§ PROBLEM DETAILS
Reproduce the following material verbatim, line by line, omitting the pictures.

§ DATA PROVIDED
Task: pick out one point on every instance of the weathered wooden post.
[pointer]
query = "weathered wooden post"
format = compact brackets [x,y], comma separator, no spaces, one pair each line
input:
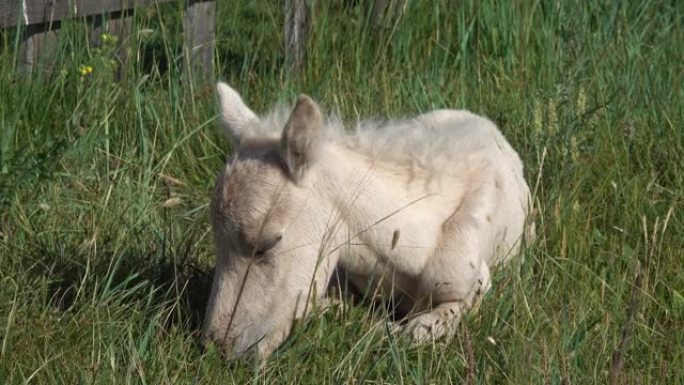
[296,34]
[39,21]
[199,29]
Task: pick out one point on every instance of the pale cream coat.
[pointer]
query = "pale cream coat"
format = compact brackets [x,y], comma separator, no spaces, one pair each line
[421,208]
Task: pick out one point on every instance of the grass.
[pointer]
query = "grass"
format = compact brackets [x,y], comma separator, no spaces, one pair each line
[105,245]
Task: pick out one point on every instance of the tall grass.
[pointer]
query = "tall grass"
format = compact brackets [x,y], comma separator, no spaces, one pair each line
[105,246]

§ EXERCISE RESULT
Task: pick out one point on every instance of the weathered wooden post.
[pointer]
query = "weathered wooden post"
format = compact brackets [x,y], comma separator, no spaces, one pair each line
input:
[296,34]
[39,21]
[199,29]
Task: pick out one point on every instance of the pale cream coat.
[pointer]
query = "pale cream coat"
format = compact brackets [x,y], comma separator, no spaces, one pair each line
[421,208]
Task: pick out one point on every instance of the grass.
[pointer]
query = "grass"
format = compact brackets [x,y], comma separator, no spaces, one pair each line
[105,245]
Task: pick out one point on every instance of the tall grass.
[pointer]
query = "tall grass"
format = compact brackets [x,y], comma separator, no spaces, one pair each line
[105,246]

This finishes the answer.